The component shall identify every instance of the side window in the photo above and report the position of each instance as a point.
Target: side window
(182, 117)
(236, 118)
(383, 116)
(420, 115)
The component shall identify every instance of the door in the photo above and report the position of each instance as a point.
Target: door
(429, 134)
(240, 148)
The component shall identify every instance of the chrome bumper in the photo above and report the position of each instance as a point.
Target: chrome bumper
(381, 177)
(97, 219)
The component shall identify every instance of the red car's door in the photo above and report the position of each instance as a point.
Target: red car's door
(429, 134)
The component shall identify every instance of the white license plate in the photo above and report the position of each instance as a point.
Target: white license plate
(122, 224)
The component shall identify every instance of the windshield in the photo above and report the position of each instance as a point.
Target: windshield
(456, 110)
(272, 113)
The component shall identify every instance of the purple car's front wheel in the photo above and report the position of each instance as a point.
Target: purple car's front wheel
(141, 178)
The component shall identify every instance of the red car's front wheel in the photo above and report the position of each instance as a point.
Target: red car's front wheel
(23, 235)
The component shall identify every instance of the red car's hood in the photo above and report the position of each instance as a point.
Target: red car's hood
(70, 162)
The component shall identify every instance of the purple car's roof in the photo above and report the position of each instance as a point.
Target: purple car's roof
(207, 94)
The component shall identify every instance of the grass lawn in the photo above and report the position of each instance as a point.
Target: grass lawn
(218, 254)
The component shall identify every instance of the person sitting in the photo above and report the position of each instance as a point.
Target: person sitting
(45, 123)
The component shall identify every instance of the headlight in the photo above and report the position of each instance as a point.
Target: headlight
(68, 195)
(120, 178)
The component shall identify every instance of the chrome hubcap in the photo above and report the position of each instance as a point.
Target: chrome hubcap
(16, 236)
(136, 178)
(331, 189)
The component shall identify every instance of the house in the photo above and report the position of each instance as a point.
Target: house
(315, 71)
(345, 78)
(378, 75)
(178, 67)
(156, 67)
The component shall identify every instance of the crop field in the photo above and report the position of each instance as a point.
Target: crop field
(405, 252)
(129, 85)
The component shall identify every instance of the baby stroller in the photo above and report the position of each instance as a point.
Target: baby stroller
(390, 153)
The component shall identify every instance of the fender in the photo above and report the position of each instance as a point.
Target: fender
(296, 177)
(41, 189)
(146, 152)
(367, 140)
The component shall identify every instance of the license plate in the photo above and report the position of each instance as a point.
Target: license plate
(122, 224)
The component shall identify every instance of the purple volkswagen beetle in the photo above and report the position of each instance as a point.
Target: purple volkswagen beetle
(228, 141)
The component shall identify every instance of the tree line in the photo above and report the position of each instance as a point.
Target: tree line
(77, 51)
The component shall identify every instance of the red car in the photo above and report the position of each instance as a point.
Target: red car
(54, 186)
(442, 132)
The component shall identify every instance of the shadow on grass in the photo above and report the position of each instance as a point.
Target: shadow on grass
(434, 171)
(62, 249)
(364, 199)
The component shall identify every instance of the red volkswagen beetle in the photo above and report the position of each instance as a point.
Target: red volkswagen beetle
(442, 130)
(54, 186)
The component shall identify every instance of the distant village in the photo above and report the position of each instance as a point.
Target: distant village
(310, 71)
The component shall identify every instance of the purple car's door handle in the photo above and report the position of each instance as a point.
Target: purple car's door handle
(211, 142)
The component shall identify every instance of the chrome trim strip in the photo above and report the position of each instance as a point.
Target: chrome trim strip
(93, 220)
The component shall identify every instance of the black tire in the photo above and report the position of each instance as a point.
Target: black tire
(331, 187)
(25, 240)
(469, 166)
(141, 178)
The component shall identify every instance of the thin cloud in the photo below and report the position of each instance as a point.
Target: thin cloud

***

## WORK TO COMPLETE
Your task is to list each line of the records with the word "thin".

## TASK OUTPUT
The component shall identify every instance of the thin cloud in the photo below and report the position of each instance as a point.
Target: thin cloud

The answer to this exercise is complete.